» Instruksi A: Laporkan setiap baris dalam catatan di bawah ini yang memuat kata "white". Perhatikan huruf besar dan kecilnya.

"Karena
waktu itu aku bertanya pada murid-murid yang akan meninggalkan bangku sekolah.
Siapakah yang akan melanjutkan ke sekolah guru? Di antara murid yang lima puluh
itu cuma tiga yang mengacungkan jarinya... Dan aku berkata kepada mereka. Kalau
di antara lima puluh orang cuma tiga orang yang menjadi guru, siapakah yang
akan mengajar anak-anakmu nanti? Sekiranya kelak engkau jadi jenderal, adakah
akan senang hatimu kalau anakmu diajar oleh anak tukang sate? Tak ada yang
menjawab di antara mereka. Kemudian kunasihati mereka yang ingin jadi guru.
Kalau engkau tidak yakin betul, lepaskan cita-citamu untuk jadi guru itu,
kataku. Seorang guru adalah kurban -kurban untuk selama-lamanya. Dan
kewajibannya terlampau berat - membuka sumber kebajikan yang tersembunyi dalam
tubuh anak-anak bangsa. Dan mereka yang tiga orang itu bilang dengan
sungguh-sungguh, Kami bercita-cita menjadi guru walau bagaimanapun sukarnya.
Dan aku mengangguk-anggukkan kepalaku kepada tiga orang itu."
Kisah
di atas kuambil dari dialog seorang tokoh dalam cerita “Bukan Pasar Malam”
karya Pramoedya Ananta Toer.
Tugas
guru memang sangat berat. Pramoedya menuliskan di bagian lain di buku yang
sama: “Yang berat ialah mengajar, menelan pahit getirnya kesalahan-kesalahan
pendidikan orang tua si murid...”

» Instruksi B: Perbarui bagian kutipan tentang guru, yaitu rentang dari "Dan aku mengangguk-anggukkan" sampai "Pramoedya Ananta Toer.", dengan mengganti "dialog" menjadi "percakapan".

» Catatan yang Tersedia:
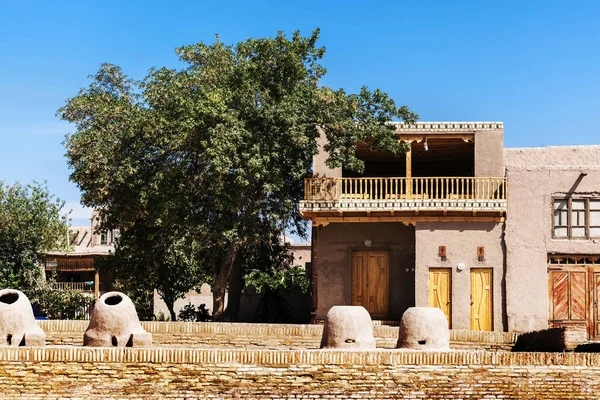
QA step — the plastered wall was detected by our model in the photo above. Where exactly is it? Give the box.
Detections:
[505,146,600,331]
[317,222,414,320]
[415,222,504,331]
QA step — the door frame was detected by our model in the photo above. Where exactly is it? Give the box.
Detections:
[469,267,494,332]
[350,248,391,321]
[547,255,600,340]
[427,267,452,329]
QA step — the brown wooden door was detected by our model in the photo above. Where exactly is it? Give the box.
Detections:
[592,272,600,338]
[352,251,389,319]
[429,268,452,328]
[471,268,493,331]
[548,268,584,332]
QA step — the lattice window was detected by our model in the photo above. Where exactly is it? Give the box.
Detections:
[554,200,569,238]
[590,199,600,237]
[552,198,600,239]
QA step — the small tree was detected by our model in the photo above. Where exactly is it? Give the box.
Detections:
[0,181,68,292]
[98,220,204,321]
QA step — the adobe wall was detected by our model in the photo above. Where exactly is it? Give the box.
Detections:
[38,320,517,351]
[475,129,504,177]
[313,129,342,178]
[317,222,415,320]
[415,222,504,331]
[0,347,600,400]
[505,146,600,331]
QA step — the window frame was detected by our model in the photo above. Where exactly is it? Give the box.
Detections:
[551,196,600,240]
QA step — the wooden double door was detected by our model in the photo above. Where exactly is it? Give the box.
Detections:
[352,251,390,319]
[548,265,600,339]
[429,268,493,331]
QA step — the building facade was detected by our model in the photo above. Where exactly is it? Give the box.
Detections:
[300,122,600,337]
[44,211,119,299]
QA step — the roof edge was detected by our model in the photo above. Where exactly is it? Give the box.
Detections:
[391,121,504,132]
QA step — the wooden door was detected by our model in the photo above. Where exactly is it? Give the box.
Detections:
[429,268,452,328]
[352,251,389,319]
[548,268,588,327]
[471,268,493,331]
[592,272,600,338]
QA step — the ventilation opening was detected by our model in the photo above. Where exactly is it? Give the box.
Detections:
[0,292,19,304]
[104,294,123,306]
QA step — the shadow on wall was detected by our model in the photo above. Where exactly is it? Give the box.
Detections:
[429,222,499,232]
[154,283,311,324]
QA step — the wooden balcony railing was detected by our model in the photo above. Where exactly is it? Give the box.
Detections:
[54,282,94,292]
[304,177,506,201]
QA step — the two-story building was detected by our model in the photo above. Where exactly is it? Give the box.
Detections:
[44,211,119,299]
[300,122,600,336]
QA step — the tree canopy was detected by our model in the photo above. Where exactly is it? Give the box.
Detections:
[58,30,417,318]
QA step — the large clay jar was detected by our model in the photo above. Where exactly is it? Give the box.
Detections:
[321,306,375,349]
[0,289,46,346]
[83,292,152,347]
[396,307,450,350]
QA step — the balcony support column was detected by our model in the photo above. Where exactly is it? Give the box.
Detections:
[310,220,319,324]
[406,141,412,199]
[94,270,100,300]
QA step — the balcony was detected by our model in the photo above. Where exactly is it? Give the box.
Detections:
[300,177,506,223]
[53,282,94,293]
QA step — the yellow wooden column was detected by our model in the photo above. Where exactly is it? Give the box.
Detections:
[406,141,412,199]
[94,270,100,300]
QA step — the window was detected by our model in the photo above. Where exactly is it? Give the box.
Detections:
[553,198,600,239]
[100,229,121,246]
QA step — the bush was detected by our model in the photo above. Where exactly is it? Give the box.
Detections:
[178,303,211,322]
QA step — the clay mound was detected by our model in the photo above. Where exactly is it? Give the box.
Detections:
[321,306,375,349]
[83,292,152,347]
[0,289,46,346]
[396,307,450,350]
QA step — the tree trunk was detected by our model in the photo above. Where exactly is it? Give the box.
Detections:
[166,302,177,321]
[212,241,238,321]
[159,293,177,321]
[225,251,243,321]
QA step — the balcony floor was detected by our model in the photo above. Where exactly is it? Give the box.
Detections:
[300,199,506,224]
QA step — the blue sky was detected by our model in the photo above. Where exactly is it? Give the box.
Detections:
[0,0,600,225]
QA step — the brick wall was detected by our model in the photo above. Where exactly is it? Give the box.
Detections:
[38,320,516,351]
[0,347,600,399]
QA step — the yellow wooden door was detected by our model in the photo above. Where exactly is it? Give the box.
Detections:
[352,251,389,319]
[471,268,492,331]
[429,268,452,328]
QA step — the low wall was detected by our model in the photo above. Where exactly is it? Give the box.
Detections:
[38,320,516,351]
[0,347,600,400]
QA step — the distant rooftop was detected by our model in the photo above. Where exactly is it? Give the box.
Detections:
[392,122,504,132]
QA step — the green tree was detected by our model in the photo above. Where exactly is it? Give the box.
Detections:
[58,30,417,319]
[0,181,68,291]
[98,220,204,321]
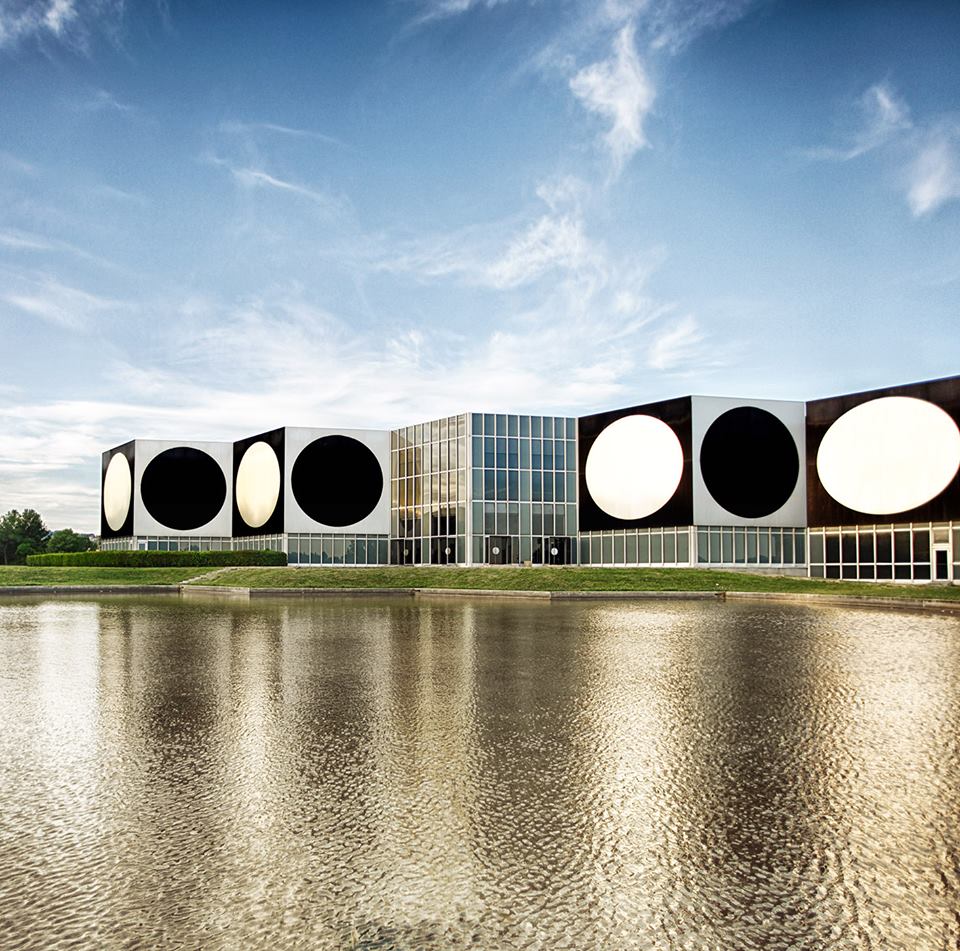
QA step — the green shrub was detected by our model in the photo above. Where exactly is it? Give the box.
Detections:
[27,551,287,568]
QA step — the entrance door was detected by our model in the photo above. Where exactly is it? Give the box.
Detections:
[933,545,950,581]
[486,535,513,565]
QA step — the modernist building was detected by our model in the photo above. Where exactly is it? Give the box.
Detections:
[101,377,960,581]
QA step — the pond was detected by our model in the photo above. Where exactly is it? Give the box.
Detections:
[0,597,960,951]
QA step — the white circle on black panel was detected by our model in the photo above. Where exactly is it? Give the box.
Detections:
[235,439,280,528]
[140,446,227,531]
[103,452,133,532]
[584,415,683,520]
[290,435,383,528]
[700,406,800,518]
[817,396,960,515]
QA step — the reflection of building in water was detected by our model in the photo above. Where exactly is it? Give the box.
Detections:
[101,377,960,581]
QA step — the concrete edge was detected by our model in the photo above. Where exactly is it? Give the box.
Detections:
[0,584,180,598]
[726,591,960,613]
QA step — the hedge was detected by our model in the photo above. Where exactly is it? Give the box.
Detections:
[27,551,287,568]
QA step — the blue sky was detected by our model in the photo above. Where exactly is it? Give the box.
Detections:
[0,0,960,530]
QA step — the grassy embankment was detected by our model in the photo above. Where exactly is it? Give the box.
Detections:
[0,565,202,594]
[186,566,960,600]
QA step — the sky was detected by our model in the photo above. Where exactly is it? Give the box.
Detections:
[0,0,960,531]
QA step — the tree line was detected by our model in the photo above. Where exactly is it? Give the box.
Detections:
[0,509,96,565]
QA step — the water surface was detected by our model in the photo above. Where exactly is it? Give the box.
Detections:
[0,598,960,951]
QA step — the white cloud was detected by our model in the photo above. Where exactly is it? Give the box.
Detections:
[207,156,345,215]
[907,125,960,218]
[0,0,123,48]
[0,276,122,330]
[805,83,913,162]
[570,23,656,174]
[217,119,346,148]
[647,314,704,371]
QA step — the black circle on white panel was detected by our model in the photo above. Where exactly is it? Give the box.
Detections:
[700,406,800,518]
[140,446,227,531]
[290,436,383,528]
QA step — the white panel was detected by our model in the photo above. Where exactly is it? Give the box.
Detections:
[283,426,390,535]
[817,396,960,515]
[103,452,133,532]
[235,440,280,528]
[133,439,233,537]
[584,414,683,519]
[691,396,807,526]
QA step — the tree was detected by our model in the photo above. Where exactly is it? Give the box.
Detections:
[47,528,94,552]
[0,509,50,565]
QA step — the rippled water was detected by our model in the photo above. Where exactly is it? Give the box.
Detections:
[0,599,960,951]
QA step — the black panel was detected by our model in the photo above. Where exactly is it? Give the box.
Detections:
[232,429,285,538]
[577,396,693,532]
[700,406,800,518]
[807,376,960,525]
[140,446,227,532]
[290,435,383,528]
[100,439,136,538]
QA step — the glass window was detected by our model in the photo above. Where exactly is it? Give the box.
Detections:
[520,471,530,502]
[913,528,930,564]
[543,439,553,469]
[543,472,553,502]
[544,472,566,502]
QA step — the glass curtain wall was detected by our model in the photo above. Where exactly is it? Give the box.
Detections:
[390,414,469,565]
[470,413,577,565]
[809,522,960,581]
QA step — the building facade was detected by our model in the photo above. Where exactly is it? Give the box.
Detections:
[101,377,960,581]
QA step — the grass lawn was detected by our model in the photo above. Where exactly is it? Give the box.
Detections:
[0,565,200,594]
[198,567,960,599]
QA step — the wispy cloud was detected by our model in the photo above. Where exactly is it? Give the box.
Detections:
[0,0,123,49]
[416,0,510,23]
[804,82,913,162]
[206,156,345,215]
[646,314,704,371]
[907,124,960,218]
[217,119,348,148]
[0,275,122,331]
[570,23,656,175]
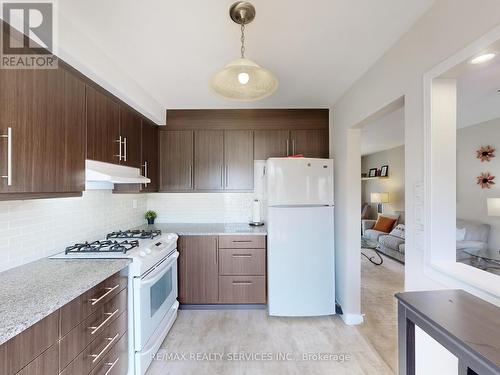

» Jawaban Latihan A:
QA step — the white circle on black panel was detected by our model in the photo above. Where exactly is it? Give the box.
QA step — the white cloud was detected by our model in the photo above. Where exactly is it? Give the box.
QA step — the black circle on white panel was detected by our model in the photo above. Where exactly is it? Give the box.
QA step — the white panel was detected by our model in the photo above. Where exactly is it? Give the box.

» Jawaban Latihan B:
Dan aku mengangguk-anggukkan kepalaku kepada tiga orang itu."
Kisah
di atas kuambil dari percakapan seorang tokoh dalam cerita “Bukan Pasar Malam”
karya Pramoedya Ananta Toer.